(Stored data Opens)

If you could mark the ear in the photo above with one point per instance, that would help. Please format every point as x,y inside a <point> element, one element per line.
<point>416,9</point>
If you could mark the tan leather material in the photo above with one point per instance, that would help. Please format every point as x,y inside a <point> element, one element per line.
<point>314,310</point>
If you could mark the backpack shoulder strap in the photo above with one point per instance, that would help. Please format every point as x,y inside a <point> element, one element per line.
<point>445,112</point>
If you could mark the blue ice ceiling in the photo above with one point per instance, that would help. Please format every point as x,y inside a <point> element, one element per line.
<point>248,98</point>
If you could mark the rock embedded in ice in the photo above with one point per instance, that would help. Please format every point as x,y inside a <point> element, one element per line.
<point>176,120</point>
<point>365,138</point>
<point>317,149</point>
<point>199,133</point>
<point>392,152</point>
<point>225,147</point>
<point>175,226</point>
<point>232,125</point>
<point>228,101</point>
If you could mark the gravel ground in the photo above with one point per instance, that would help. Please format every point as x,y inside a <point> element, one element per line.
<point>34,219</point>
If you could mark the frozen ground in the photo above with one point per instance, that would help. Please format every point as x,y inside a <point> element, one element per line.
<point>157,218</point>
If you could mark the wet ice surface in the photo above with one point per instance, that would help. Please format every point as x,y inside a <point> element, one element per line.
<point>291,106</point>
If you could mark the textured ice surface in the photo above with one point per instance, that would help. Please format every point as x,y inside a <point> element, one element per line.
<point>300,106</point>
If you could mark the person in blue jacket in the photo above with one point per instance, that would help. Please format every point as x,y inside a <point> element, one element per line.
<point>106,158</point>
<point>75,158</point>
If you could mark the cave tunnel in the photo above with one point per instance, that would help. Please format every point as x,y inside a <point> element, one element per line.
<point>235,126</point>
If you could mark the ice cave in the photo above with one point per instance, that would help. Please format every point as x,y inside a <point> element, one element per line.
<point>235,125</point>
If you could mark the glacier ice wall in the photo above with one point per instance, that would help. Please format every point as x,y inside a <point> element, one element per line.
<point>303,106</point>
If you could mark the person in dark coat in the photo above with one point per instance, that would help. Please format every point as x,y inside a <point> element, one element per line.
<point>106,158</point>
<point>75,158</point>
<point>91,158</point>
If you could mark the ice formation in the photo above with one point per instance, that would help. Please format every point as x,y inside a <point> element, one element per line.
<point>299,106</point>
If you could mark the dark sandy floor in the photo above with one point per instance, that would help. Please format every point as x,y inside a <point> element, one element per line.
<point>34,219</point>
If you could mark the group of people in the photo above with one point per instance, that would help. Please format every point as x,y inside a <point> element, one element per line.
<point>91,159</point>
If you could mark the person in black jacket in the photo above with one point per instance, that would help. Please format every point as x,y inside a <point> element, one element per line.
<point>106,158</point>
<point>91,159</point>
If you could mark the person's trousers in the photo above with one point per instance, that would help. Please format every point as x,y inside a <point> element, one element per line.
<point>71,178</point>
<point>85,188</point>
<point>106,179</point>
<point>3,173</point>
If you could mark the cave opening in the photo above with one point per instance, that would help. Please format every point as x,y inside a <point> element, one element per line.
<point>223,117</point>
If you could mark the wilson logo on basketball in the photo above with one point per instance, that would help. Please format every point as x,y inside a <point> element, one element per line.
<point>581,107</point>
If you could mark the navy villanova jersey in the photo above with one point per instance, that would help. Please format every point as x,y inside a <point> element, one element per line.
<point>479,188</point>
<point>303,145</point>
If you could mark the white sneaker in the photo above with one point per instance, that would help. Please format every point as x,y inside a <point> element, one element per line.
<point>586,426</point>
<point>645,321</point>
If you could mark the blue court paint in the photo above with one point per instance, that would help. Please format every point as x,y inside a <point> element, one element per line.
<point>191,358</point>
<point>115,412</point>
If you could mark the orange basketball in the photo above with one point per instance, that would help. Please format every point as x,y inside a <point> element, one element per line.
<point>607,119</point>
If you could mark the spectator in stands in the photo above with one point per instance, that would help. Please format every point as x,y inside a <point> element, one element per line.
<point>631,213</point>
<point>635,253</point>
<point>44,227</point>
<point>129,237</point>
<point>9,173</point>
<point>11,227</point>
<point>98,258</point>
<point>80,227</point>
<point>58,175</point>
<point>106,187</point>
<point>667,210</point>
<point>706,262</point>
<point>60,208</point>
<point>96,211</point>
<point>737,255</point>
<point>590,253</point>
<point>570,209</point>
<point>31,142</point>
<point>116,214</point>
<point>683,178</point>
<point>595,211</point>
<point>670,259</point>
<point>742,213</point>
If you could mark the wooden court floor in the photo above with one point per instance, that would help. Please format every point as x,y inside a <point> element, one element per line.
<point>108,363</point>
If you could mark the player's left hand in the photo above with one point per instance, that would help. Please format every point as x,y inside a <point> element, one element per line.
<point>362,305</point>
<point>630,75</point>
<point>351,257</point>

(Stored data Closes)

Exercise prompt: None of the records may be skipped; each is to be repeated exactly.

Response to the exercise:
If you could mark the ear in the photo above with one point per instance, that would help. Please format every point as x,y inside a <point> element, one element per line.
<point>416,9</point>
If you could mark the tan leather material in the photo above with one point per instance, that would help. Please format every point as x,y inside a <point> element, one element per line.
<point>314,310</point>
If you could mark the backpack shoulder strap in the photo above with one point per instance, that would help. Please format every point as x,y inside a <point> element, one element per line.
<point>445,112</point>
If you could mark the blue ice ceiling in the photo above with one point per instance, that would help. Please format every point as x,y inside a <point> element, one element per line.
<point>248,98</point>
If you could mark the rock embedded in ice in the photo above with one point per instance, that would help. Please format every point as x,y inside a <point> element, one element per line.
<point>176,120</point>
<point>365,138</point>
<point>317,149</point>
<point>199,133</point>
<point>392,152</point>
<point>225,147</point>
<point>175,226</point>
<point>232,125</point>
<point>228,101</point>
If you could mark the gravel ground in the photo above with one point per instance, that would help. Please format every point as x,y inside a <point> element, one element per line.
<point>34,219</point>
If you could mark the frozen ground in the photo above with one point per instance, that would help. Please format every point as x,y inside a <point> element, one element per line.
<point>157,218</point>
If you could mark the wet ice surface in the photo above with one point per instance, that would help. Please format every point as x,y inside a <point> element, one element per line.
<point>291,106</point>
If you could mark the textured ice surface in the photo above with one point per instance, that would help. Please format every point as x,y inside a <point> element, one element per line.
<point>300,106</point>
If you could mark the person in blue jacket in the photo above with one point per instance, that would help. Please format every point as x,y inside a <point> element, one element per line.
<point>106,158</point>
<point>75,158</point>
If you could mark the cave tunnel in the photo above with one point per instance, that would help. Please format every point as x,y inside a <point> element, one element per line.
<point>235,126</point>
If you could mark the ice cave in the photo above with one point per instance, that would help. Please format every point as x,y inside a <point> element, one element per line.
<point>235,125</point>
If you could mark the glacier ice wall in the photo above with one point per instance, that would help. Please format every point as x,y inside a <point> element, one element per line.
<point>303,106</point>
If you could mark the person in dark coat in the photo above with one point per instance, that would help. Please format every point as x,y inside a <point> element, one element per line.
<point>106,158</point>
<point>75,158</point>
<point>91,158</point>
If you could mark the ice formation in the photo above with one point per instance, that would help. Please format every point as x,y inside a <point> element, one element per line.
<point>299,106</point>
If you could mark the dark sandy floor in the photo above with one point per instance, that would help. Please format every point as x,y inside a <point> element, one element per line.
<point>34,219</point>
If you could mark the group of people in the photo above with one point per instance, that would help. Please format every point as x,y inside a <point> element, one element per line.
<point>91,159</point>
If you could mark the person in black jacket in the photo above with one point per instance, that would help. Please format every point as x,y inside a <point> element, one element per line.
<point>106,158</point>
<point>91,159</point>
If you could mark the person's trousers in the photo above with one point per instance, that would help. Please format every point as x,y inside a <point> element, one element per line.
<point>71,178</point>
<point>85,188</point>
<point>106,179</point>
<point>3,173</point>
If you could mark the cave opening in the photo above with one point per instance, that would help. Please format every point as x,y inside a <point> element, one element per line.
<point>223,117</point>
If you could mark the wilson logo on basketball in the photo above with one point per instance, that would help. Please format every point as x,y inside a <point> element, one element per line.
<point>581,107</point>
If you could mark the navy villanova jersey in the photo above with one point per instance, that would help. Please format every point as x,y inside a <point> element, one element per line.
<point>479,188</point>
<point>303,145</point>
If you could mark the white sneaker in the photo above with one point per instance, that would help. Please format every point as x,y inside a <point> element, one element per line.
<point>586,426</point>
<point>645,321</point>
If you could mark the blue court paint in the photo above with one point per instance, that would help. Please format every point as x,y inside a <point> element, one element per line.
<point>191,358</point>
<point>115,412</point>
If you could mark the orange basketball in the photo above with one point per instance, that would help. Please format every point as x,y inside a <point> element, one element per line.
<point>607,119</point>
If you could mark the spectator in stands in the photo above with one point per instance, that would help. Please format every point as x,y inside a <point> element, one element per line.
<point>631,213</point>
<point>635,253</point>
<point>44,227</point>
<point>129,237</point>
<point>9,173</point>
<point>11,227</point>
<point>98,258</point>
<point>80,227</point>
<point>58,175</point>
<point>106,187</point>
<point>667,210</point>
<point>706,262</point>
<point>60,208</point>
<point>96,211</point>
<point>737,255</point>
<point>590,253</point>
<point>570,209</point>
<point>31,142</point>
<point>116,214</point>
<point>683,178</point>
<point>595,211</point>
<point>670,259</point>
<point>742,213</point>
If you could mark the wooden court floor in the photo above with one point per instance, that would help. Please format every point as x,y inside a <point> element, one element per line.
<point>108,363</point>
If you could mark the player's left hand in the photo above with one point per instance, that would help. Please format every point as x,y inside a <point> element, one element per line.
<point>362,305</point>
<point>630,75</point>
<point>351,257</point>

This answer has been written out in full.